>> Begin DATA EXTRACT

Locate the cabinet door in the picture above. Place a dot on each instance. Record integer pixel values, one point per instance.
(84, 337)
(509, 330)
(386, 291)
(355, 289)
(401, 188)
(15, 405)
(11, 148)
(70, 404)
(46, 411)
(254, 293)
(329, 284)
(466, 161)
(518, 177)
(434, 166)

>> End DATA EXTRACT

**EXERCISE DETAILS**.
Arrange the listing above as a Markdown table with the columns Number and Record line, numbering each non-blank line in order and leaving out blank lines.

**FULL OUTPUT**.
| Number | Record line |
|---|---|
| 1 | Locate the cabinet door in the picture above. Place a dot on each instance. Record integer pixel values, one point per instance. |
| 2 | (84, 337) |
| 3 | (509, 330) |
| 4 | (386, 291) |
| 5 | (355, 289) |
| 6 | (401, 188) |
| 7 | (15, 405) |
| 8 | (11, 148) |
| 9 | (70, 404) |
| 10 | (46, 411) |
| 11 | (254, 293) |
| 12 | (329, 284) |
| 13 | (466, 161) |
| 14 | (518, 177) |
| 15 | (434, 166) |